■ **Given request**:
Reproduce verbatim the lines below, starting at the line that contains "railing above? Mark it with a dot." and ending with the final line.

■ **Material shown**:
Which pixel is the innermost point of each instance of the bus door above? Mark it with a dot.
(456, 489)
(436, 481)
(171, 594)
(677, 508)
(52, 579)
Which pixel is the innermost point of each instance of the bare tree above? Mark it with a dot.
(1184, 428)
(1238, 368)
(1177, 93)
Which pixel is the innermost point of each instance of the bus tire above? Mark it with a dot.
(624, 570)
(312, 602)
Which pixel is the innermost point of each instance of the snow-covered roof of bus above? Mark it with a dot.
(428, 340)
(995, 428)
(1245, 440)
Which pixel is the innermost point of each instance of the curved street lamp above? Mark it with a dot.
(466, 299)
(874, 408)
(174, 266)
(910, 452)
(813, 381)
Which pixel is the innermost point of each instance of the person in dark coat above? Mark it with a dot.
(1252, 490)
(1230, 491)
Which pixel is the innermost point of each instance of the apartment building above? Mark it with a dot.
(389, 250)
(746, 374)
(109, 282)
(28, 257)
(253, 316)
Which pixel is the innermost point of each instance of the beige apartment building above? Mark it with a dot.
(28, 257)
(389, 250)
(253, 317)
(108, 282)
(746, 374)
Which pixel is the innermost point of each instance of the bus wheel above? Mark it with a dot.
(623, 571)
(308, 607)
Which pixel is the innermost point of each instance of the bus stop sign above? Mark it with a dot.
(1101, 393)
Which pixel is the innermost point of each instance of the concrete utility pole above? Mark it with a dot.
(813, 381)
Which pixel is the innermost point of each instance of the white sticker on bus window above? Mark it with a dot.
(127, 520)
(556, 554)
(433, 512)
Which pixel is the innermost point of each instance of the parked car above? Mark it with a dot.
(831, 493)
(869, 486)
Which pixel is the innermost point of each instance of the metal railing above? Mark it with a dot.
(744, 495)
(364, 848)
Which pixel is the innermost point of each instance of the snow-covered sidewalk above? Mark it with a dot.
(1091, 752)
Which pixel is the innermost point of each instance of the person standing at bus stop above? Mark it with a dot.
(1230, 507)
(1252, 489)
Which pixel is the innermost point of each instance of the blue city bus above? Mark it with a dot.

■ **Task answer**:
Which pixel is the innermost point of each instance of the metal railing above? Mark it with a dot.
(744, 495)
(364, 848)
Which pixel is the innermost point of each instance of the snow-covered sidewalk above? Mark it with a dot.
(1091, 752)
Which pixel is the innermost point of each instance of the person standing at bus stop above? Mark it with a dot.
(1230, 507)
(1252, 489)
Which pixel is the innermost point of each instance of the blue city bus above? Mark it with a dot.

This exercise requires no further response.